> Stored data entries:
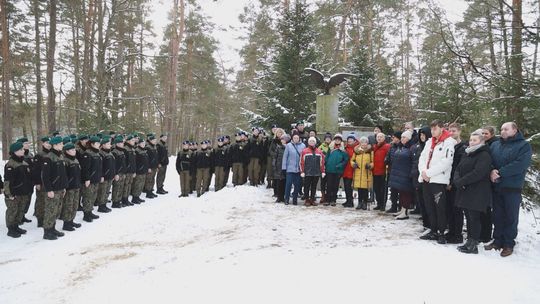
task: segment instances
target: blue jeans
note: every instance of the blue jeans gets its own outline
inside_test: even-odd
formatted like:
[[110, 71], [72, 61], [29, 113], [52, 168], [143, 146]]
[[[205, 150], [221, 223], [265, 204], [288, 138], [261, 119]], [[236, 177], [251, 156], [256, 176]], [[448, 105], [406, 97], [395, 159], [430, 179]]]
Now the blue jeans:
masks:
[[493, 238], [495, 245], [514, 248], [518, 234], [521, 192], [493, 192]]
[[294, 190], [292, 194], [293, 203], [296, 203], [298, 201], [298, 191], [300, 190], [300, 187], [302, 186], [302, 178], [300, 177], [300, 173], [290, 173], [287, 172], [287, 177], [285, 181], [285, 202], [289, 202], [289, 198], [291, 197], [291, 187], [294, 185]]

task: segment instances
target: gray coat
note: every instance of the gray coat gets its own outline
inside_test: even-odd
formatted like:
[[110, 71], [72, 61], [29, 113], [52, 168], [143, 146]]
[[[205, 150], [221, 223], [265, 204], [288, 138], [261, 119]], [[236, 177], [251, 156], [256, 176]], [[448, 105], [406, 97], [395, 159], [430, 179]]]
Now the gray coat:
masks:
[[283, 154], [285, 153], [285, 146], [282, 144], [275, 145], [272, 156], [272, 170], [273, 170], [273, 179], [285, 179], [281, 165], [283, 163]]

> Task brief:
Output the lines of the data exactly, starting at the first and ending with the line that has "Now the blue". Pictures are not part of it.

> Written solution:
task: segment instances
target: blue jeans
note: every instance of the blue jeans gets its own outline
inside_test: even-odd
formatted like:
[[110, 71], [72, 61], [29, 113], [52, 168], [143, 146]]
[[[205, 150], [221, 223], [265, 204], [288, 138], [261, 119]], [[236, 177], [251, 156], [256, 176]], [[448, 105], [406, 97], [395, 159], [430, 179]]]
Now the blue jeans:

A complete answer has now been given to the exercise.